TASK STATEMENT. Among the entries below, please repeat exactly and only the lines from the line containing "Target: water reflection" to the line containing "column 1298, row 439", both lines included.

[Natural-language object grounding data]
======
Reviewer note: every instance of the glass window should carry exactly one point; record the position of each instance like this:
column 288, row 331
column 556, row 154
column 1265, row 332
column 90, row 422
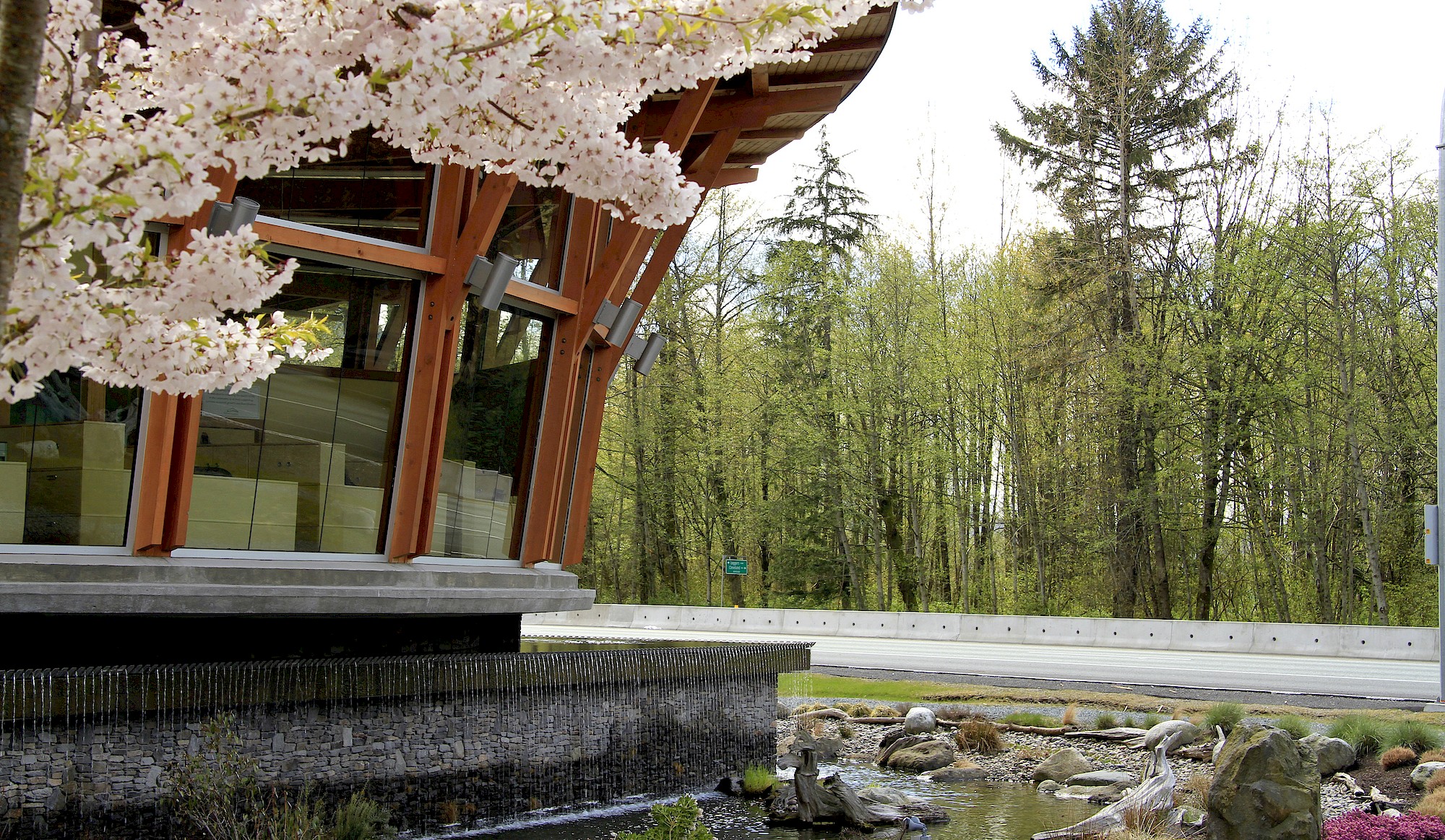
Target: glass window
column 304, row 461
column 491, row 433
column 66, row 462
column 534, row 230
column 374, row 191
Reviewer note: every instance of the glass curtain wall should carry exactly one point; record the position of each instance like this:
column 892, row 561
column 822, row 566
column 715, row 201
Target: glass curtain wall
column 492, row 429
column 374, row 191
column 534, row 230
column 66, row 464
column 306, row 459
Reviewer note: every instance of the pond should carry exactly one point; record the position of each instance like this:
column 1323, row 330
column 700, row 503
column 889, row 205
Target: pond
column 978, row 810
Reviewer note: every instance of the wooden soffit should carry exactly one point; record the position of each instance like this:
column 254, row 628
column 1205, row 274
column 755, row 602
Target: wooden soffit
column 778, row 103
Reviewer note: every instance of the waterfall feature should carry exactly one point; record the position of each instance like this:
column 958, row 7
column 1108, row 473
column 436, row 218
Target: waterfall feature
column 434, row 737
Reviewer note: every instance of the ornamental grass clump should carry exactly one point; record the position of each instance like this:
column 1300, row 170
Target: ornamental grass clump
column 1223, row 715
column 1398, row 757
column 1366, row 826
column 1415, row 735
column 758, row 780
column 1365, row 734
column 1436, row 781
column 979, row 737
column 1433, row 805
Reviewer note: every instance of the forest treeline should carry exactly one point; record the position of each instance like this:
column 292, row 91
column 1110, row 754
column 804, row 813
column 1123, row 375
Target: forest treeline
column 1206, row 391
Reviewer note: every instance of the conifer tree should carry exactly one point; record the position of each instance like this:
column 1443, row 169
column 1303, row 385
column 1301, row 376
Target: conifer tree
column 1132, row 100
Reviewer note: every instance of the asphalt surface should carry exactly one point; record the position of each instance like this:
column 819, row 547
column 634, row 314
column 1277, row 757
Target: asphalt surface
column 1324, row 682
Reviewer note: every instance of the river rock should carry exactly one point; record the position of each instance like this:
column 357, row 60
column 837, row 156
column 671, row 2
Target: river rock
column 960, row 771
column 923, row 757
column 920, row 721
column 1061, row 766
column 1423, row 773
column 1267, row 787
column 1177, row 732
column 1333, row 754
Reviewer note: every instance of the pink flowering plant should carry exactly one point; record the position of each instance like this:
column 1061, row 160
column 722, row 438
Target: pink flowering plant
column 131, row 121
column 1366, row 826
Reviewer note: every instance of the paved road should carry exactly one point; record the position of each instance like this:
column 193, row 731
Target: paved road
column 1265, row 673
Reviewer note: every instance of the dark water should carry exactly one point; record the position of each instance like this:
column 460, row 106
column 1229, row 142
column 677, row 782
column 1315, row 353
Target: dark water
column 979, row 812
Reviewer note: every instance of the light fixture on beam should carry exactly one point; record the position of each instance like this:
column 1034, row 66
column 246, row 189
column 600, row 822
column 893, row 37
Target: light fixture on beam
column 232, row 217
column 650, row 354
column 488, row 279
column 624, row 322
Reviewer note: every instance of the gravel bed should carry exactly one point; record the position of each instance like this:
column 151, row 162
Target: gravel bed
column 1025, row 751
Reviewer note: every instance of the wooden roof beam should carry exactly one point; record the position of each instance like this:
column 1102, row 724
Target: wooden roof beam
column 739, row 111
column 824, row 78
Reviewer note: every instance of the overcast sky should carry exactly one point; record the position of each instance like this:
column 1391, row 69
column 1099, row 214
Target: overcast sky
column 950, row 72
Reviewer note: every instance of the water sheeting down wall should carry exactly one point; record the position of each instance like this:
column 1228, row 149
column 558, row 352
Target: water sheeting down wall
column 439, row 738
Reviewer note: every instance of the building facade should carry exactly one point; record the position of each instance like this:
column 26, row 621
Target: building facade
column 424, row 485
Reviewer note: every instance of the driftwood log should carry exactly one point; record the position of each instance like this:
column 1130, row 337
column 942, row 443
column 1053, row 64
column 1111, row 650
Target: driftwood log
column 1054, row 731
column 827, row 802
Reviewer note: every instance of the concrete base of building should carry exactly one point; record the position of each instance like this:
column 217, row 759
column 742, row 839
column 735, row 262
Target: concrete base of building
column 80, row 610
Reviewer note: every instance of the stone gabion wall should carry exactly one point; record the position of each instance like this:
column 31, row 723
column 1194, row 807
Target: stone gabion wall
column 440, row 744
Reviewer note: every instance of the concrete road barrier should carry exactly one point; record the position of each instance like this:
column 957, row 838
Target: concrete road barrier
column 1323, row 640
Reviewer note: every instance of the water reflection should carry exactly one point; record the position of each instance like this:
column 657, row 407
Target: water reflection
column 979, row 812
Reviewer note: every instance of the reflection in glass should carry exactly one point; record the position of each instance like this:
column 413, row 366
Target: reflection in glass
column 532, row 230
column 66, row 462
column 304, row 461
column 374, row 191
column 491, row 433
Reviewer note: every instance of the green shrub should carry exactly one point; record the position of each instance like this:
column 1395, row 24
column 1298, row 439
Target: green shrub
column 1223, row 715
column 1295, row 725
column 1362, row 732
column 677, row 822
column 758, row 780
column 362, row 819
column 1030, row 719
column 1415, row 735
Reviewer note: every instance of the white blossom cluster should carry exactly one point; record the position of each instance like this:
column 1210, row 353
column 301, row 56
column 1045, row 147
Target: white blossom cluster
column 132, row 123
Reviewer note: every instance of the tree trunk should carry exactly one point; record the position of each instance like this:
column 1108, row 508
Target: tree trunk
column 22, row 43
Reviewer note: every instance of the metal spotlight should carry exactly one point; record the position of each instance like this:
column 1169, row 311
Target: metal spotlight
column 488, row 279
column 232, row 217
column 624, row 322
column 650, row 354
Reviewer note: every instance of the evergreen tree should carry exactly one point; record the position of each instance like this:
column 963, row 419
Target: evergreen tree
column 1132, row 100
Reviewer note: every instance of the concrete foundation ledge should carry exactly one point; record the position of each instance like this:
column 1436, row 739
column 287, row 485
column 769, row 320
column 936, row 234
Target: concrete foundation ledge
column 1350, row 641
column 89, row 585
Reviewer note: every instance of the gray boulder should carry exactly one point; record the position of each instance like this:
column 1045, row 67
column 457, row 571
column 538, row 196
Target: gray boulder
column 1423, row 773
column 920, row 721
column 923, row 757
column 1333, row 754
column 1267, row 787
column 1061, row 766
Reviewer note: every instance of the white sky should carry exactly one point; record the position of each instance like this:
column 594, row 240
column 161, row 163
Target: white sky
column 950, row 72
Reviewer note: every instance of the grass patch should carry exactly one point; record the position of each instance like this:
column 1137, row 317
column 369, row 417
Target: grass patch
column 1031, row 719
column 1223, row 715
column 1365, row 734
column 1415, row 735
column 758, row 780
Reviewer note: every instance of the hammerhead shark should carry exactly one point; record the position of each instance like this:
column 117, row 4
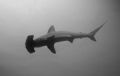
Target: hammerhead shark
column 53, row 36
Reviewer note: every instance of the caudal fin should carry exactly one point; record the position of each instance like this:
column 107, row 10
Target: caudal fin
column 92, row 34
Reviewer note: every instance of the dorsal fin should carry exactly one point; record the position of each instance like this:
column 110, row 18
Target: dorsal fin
column 51, row 29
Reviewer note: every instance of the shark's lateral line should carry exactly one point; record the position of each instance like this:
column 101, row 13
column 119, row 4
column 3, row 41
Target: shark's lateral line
column 53, row 36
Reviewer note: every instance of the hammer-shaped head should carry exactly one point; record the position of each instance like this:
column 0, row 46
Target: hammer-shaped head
column 29, row 44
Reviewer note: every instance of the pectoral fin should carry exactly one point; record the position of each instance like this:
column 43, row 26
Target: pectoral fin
column 51, row 48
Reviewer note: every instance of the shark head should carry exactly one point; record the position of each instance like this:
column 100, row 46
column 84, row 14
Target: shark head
column 29, row 44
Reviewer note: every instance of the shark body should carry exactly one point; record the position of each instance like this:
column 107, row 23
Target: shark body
column 53, row 36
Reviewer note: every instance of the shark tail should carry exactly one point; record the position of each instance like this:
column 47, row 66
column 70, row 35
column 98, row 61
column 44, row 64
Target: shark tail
column 29, row 44
column 92, row 34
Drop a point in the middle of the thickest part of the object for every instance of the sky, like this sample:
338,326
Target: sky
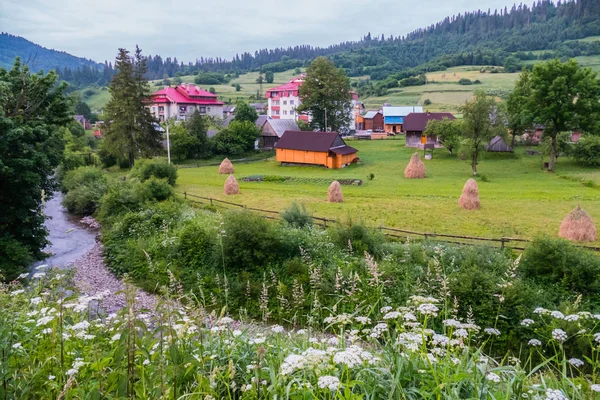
194,28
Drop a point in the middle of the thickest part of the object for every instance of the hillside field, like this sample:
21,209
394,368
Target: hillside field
520,199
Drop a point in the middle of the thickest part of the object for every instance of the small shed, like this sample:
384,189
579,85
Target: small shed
273,130
314,148
497,145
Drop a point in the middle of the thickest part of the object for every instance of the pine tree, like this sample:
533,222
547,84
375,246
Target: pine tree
130,127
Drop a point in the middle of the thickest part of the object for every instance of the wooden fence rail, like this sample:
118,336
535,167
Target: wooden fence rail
504,242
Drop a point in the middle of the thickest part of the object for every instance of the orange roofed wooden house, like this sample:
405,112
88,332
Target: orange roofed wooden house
316,148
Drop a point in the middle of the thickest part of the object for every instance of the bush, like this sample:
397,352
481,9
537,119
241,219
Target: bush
144,169
296,217
562,267
159,188
587,151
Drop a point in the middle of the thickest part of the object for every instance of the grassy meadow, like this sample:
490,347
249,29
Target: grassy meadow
520,199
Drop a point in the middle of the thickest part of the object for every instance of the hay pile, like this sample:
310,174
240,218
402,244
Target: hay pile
334,194
226,167
578,226
469,199
231,186
415,168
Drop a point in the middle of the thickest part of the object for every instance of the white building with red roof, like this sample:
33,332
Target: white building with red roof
283,101
181,101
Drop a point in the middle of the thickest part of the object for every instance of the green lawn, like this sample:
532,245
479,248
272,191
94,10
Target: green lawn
520,199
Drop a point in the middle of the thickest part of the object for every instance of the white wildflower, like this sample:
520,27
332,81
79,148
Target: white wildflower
329,382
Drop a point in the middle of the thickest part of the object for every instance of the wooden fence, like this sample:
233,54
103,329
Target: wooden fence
403,234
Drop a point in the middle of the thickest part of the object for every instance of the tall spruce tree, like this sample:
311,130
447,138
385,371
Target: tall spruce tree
130,127
325,95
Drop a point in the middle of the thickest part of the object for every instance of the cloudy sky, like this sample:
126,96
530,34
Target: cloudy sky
193,28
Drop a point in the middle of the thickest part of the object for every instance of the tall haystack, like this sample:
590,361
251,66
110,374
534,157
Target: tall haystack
415,168
226,167
334,194
578,226
231,186
469,199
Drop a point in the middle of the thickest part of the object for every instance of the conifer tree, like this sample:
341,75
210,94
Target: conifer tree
130,127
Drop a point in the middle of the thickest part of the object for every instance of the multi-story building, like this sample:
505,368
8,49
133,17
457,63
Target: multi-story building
283,101
181,101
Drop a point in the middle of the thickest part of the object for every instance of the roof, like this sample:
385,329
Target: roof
314,141
417,122
370,114
497,145
186,93
282,125
401,111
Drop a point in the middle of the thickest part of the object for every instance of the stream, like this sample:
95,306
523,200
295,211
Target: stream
69,239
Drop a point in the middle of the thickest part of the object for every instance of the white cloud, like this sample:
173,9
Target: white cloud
208,28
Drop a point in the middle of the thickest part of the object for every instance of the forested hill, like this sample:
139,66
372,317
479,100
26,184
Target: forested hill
36,56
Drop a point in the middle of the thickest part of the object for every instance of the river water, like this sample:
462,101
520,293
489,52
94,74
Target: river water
69,239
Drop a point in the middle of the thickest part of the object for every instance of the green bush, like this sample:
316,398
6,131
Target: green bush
159,188
562,267
587,151
144,169
297,217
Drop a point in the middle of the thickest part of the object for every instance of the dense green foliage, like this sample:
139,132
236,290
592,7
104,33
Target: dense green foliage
587,151
32,110
561,96
325,95
130,128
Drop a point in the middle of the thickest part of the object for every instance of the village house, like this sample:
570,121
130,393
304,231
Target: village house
314,148
372,120
273,130
83,121
181,101
393,117
415,124
284,100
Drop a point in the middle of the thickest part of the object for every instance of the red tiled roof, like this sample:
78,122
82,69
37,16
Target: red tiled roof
417,122
185,93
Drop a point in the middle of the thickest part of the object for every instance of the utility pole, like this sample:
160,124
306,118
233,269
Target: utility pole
168,146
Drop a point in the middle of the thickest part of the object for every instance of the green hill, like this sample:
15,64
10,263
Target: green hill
36,56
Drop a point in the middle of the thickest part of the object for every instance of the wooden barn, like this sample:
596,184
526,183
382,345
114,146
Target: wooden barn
416,123
314,148
497,145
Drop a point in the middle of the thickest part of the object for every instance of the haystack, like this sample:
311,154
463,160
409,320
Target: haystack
578,226
469,199
334,194
415,168
226,167
231,186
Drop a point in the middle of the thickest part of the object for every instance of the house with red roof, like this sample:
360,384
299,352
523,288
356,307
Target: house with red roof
415,125
283,101
181,101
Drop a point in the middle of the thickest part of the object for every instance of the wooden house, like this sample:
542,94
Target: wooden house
497,145
314,148
416,123
273,130
372,120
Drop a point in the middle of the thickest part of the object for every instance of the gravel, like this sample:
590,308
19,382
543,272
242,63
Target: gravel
92,277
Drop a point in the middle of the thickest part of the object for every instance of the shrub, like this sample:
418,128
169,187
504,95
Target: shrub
144,169
159,188
587,151
297,217
562,266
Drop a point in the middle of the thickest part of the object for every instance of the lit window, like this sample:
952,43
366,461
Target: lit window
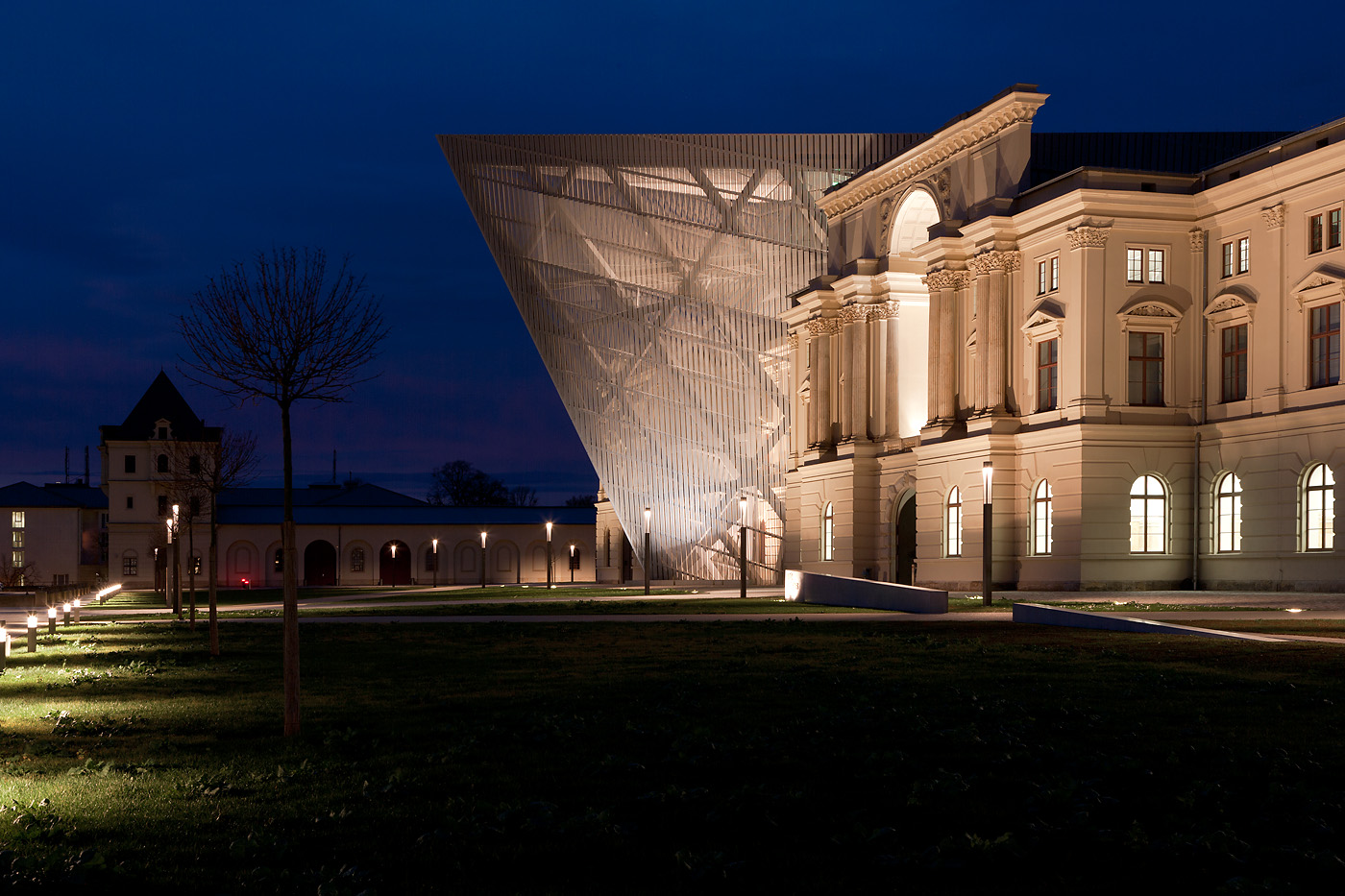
952,523
1147,516
1134,265
1048,275
1318,509
1228,514
827,532
1235,362
1325,345
1324,230
1041,519
1048,356
1146,369
1146,265
1236,255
======
ANSWER BOX.
Target: water reflection
column 979, row 812
Reviewer note: every instance of the reflection in glass should carry exactly one point; record the position of each instance like this:
column 413, row 366
Target: reflection in glass
column 532, row 230
column 66, row 462
column 304, row 461
column 374, row 191
column 491, row 433
Reviewer note: every instance of the green shrub should carry exactly one point; record the position of each instance like this:
column 1395, row 24
column 1298, row 439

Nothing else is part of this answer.